#### DATA FOR THE TASK
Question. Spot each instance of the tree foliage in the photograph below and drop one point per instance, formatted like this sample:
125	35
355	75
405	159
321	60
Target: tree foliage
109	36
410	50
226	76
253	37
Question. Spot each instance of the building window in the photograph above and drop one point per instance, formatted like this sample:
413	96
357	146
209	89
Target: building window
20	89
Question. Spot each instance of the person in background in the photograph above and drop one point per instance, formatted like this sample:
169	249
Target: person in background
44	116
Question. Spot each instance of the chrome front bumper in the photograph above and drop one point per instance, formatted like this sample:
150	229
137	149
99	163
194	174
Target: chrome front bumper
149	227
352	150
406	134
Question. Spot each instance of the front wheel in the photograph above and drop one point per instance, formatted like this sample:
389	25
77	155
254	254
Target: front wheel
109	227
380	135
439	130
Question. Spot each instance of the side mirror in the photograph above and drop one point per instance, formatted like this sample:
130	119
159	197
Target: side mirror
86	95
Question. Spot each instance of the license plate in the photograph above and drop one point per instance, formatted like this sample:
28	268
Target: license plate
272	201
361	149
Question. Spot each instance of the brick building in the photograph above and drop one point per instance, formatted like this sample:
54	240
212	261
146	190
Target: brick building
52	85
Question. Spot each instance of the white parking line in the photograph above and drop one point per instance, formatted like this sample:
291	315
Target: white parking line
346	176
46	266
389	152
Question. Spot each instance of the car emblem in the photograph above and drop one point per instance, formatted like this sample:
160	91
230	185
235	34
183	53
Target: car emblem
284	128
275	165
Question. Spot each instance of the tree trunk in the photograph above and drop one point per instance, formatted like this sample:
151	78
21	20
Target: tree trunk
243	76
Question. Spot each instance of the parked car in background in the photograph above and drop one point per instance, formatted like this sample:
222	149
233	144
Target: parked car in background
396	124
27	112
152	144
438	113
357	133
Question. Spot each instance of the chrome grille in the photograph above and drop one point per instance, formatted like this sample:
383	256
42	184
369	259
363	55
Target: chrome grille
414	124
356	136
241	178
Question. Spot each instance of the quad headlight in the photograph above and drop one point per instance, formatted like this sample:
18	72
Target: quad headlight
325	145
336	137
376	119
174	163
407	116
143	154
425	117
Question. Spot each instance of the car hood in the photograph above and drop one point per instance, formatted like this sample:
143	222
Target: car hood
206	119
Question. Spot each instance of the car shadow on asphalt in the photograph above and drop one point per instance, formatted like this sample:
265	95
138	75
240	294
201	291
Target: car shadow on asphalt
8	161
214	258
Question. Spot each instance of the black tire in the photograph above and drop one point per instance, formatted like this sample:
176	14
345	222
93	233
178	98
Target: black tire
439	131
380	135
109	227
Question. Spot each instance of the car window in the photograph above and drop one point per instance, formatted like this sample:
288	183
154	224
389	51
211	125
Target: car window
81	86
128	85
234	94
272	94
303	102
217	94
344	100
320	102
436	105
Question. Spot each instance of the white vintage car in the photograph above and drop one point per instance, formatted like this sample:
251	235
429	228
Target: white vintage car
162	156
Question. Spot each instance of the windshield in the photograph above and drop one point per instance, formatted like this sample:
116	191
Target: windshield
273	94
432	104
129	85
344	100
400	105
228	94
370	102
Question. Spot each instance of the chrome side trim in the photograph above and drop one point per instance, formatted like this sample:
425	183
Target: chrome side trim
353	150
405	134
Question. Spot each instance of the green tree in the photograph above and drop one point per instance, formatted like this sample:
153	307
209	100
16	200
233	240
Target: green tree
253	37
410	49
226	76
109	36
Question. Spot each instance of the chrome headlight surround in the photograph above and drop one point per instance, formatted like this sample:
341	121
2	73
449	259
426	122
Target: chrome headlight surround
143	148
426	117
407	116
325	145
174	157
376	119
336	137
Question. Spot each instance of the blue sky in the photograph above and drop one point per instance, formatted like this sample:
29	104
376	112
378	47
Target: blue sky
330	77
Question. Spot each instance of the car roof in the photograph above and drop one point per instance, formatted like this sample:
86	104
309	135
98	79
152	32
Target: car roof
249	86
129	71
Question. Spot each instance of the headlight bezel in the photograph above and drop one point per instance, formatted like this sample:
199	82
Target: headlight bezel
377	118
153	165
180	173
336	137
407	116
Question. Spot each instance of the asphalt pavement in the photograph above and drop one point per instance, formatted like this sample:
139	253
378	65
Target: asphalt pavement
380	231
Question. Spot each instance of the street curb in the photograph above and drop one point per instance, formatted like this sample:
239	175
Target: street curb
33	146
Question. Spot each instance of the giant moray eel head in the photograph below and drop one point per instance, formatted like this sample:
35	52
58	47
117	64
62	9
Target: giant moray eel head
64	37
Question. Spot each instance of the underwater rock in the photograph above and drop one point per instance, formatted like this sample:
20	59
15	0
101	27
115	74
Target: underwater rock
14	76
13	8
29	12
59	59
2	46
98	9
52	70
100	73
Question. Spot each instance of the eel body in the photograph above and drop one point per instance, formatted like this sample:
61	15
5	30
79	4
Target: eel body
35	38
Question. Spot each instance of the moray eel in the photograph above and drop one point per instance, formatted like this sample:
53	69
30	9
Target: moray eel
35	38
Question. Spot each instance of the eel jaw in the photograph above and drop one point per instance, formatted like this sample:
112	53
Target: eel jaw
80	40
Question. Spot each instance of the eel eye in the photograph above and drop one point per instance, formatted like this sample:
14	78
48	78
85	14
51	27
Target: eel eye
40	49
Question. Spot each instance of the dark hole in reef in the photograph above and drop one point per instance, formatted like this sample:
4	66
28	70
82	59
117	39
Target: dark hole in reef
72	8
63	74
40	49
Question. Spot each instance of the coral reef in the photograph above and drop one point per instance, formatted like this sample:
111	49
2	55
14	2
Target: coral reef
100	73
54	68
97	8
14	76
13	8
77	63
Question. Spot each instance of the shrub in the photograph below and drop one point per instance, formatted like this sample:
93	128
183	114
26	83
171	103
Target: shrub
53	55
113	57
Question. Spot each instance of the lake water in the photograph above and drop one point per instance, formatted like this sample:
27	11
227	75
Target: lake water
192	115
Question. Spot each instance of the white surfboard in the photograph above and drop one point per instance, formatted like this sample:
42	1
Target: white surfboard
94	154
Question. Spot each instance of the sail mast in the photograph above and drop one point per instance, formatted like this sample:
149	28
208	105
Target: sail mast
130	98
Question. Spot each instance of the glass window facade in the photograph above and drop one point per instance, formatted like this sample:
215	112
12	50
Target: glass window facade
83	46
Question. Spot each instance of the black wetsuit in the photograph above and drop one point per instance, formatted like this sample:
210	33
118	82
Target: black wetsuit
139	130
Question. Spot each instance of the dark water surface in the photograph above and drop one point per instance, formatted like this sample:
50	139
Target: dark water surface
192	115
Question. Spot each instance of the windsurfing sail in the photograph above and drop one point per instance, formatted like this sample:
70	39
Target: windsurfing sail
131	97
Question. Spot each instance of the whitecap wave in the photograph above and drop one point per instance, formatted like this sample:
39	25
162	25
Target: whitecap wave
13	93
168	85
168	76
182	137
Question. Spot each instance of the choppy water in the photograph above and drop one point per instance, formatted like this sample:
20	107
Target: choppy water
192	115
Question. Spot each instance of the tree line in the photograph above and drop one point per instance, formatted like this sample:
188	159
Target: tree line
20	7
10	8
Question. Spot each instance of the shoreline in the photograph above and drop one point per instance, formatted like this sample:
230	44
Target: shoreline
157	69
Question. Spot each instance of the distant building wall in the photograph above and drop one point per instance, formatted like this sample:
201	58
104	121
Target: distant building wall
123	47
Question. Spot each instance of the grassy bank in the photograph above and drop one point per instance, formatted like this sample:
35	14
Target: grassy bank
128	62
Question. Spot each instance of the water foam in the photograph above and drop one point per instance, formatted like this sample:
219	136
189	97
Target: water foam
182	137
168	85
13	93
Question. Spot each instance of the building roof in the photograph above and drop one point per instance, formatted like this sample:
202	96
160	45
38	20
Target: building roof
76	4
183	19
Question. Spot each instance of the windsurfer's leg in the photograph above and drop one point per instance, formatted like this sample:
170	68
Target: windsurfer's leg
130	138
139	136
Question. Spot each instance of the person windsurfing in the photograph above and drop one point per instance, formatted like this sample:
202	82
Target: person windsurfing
########
### EXERCISE DETAILS
Return, from the data, each line that has the word "below" in it.

### SOLUTION TO THIS TASK
Question. Spot each instance of the tree foliage in the photograph below and drop one point per instance, formatted like this sample:
Question. Spot each instance of the giant moray eel head in the photograph below and drop one point per instance, formatted like this sample:
Question. Spot each instance of the shrub in the photograph below and drop one point per instance, formatted like this sample:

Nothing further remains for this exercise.